LISTED RECORDS.

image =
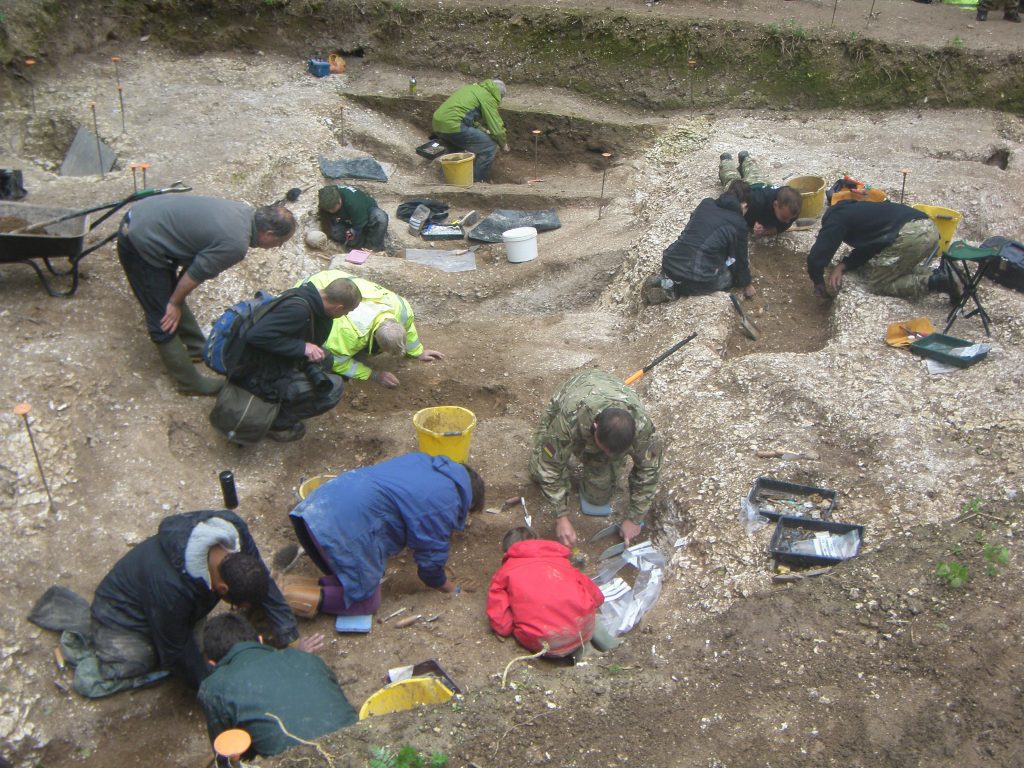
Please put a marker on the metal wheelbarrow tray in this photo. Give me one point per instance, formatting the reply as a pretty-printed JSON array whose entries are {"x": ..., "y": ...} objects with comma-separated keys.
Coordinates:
[
  {"x": 61, "y": 240},
  {"x": 59, "y": 235}
]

STATED GOAL. Rewrite the lines above as a numbered list, leaving out the pictures and any blank lines.

FULL ANSWER.
1. image =
2. Please put a marker on the metal wheelbarrow tray in this photo. Give me one point per instance, formatting the reply as a pretty-printed JSON array whose entries are {"x": ..., "y": ...} objects with comma-separated keys.
3. Coordinates:
4. [
5.   {"x": 61, "y": 240},
6.   {"x": 59, "y": 235}
7. ]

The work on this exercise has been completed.